** Data provided follows **

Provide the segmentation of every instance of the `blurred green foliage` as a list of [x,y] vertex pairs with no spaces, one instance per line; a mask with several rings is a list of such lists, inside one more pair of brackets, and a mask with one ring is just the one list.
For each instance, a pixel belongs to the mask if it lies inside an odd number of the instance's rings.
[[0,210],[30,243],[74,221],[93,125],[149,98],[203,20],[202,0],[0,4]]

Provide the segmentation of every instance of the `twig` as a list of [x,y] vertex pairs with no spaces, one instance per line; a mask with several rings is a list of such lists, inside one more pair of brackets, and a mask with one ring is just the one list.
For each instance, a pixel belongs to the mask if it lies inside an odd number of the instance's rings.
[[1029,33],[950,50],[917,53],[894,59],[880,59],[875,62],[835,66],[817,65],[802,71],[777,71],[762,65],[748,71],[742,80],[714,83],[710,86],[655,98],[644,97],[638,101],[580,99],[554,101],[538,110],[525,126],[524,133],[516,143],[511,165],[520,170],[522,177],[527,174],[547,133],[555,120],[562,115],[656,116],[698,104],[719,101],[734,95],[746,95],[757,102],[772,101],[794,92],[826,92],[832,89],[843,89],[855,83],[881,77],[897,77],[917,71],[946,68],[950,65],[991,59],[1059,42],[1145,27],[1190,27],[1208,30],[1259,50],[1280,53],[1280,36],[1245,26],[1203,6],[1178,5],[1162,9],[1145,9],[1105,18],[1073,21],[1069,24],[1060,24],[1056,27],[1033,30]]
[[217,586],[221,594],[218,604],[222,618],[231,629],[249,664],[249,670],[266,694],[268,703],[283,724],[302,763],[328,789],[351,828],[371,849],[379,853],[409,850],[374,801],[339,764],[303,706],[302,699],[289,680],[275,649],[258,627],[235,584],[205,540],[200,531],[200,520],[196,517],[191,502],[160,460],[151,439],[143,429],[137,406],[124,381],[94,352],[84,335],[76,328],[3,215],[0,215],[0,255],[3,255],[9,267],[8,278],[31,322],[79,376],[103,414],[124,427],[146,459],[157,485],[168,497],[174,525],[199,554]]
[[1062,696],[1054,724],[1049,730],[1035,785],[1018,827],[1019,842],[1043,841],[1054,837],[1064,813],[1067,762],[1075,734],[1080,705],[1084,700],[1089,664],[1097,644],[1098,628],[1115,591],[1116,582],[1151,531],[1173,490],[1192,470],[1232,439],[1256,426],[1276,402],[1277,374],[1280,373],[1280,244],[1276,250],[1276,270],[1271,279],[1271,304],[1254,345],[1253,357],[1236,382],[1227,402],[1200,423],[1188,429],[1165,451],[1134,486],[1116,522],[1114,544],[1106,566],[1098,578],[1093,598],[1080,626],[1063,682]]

** End of Data provided **

How to complete this task: Repeat every entry word for word.

Exercise response:
Provide the segmentation of every instance of the `blurred green foliage` as a list of [x,y] vertex pairs with no spaces, one instance per line; a mask with several rings is a list of such lists, inside one more pair of brackets, and a mask with one ring is just the one list.
For each instance, a pixel belongs to the mask if it lies inside an odd number of the instance's rings.
[[0,210],[30,243],[74,221],[93,125],[149,98],[203,20],[202,0],[0,4]]

Provide the segmentation of every instance of the `twig` as a list of [x,y] vertex pairs with no spaces, one instance per line; a mask with several rings is a list of such lists, inside one more pair of brackets, and a mask with one ring is just the one list.
For each instance, a pixel belongs to the mask if it lies inside an odd number of the instance's rings.
[[1029,33],[950,50],[917,53],[894,59],[880,59],[875,62],[835,66],[817,65],[802,71],[777,71],[762,65],[748,71],[742,80],[714,83],[710,86],[655,98],[644,97],[638,101],[580,99],[554,101],[538,110],[525,126],[524,133],[516,143],[511,165],[520,170],[522,177],[527,174],[547,133],[555,120],[562,115],[656,116],[698,104],[719,101],[734,95],[746,95],[757,102],[772,101],[794,92],[826,92],[832,89],[843,89],[855,83],[881,77],[897,77],[917,71],[946,68],[950,65],[991,59],[1059,42],[1145,27],[1190,27],[1208,30],[1259,50],[1280,53],[1280,36],[1245,26],[1203,6],[1178,5],[1162,9],[1145,9],[1105,18],[1073,21],[1069,24],[1060,24],[1056,27],[1033,30]]
[[217,586],[221,594],[218,604],[222,618],[231,629],[249,664],[249,670],[266,694],[268,703],[283,724],[302,763],[328,789],[351,828],[371,849],[379,853],[409,850],[374,801],[339,764],[303,706],[302,699],[289,680],[275,649],[258,627],[235,584],[205,540],[200,531],[200,520],[196,517],[191,502],[160,460],[151,439],[143,429],[137,406],[124,381],[94,352],[84,335],[76,328],[3,215],[0,215],[0,255],[3,255],[9,267],[8,278],[31,322],[79,376],[103,414],[124,427],[146,459],[157,485],[168,497],[174,525],[199,554]]
[[1062,696],[1054,724],[1049,730],[1035,785],[1018,827],[1019,842],[1043,841],[1054,837],[1064,813],[1067,762],[1075,734],[1080,705],[1084,700],[1089,664],[1097,644],[1098,628],[1115,591],[1116,582],[1151,531],[1173,490],[1192,470],[1232,439],[1256,426],[1276,402],[1277,374],[1280,373],[1280,244],[1276,250],[1276,270],[1271,279],[1271,304],[1254,345],[1253,357],[1236,382],[1227,402],[1200,423],[1188,429],[1165,451],[1134,486],[1116,522],[1114,544],[1106,566],[1098,578],[1093,598],[1080,626],[1063,682]]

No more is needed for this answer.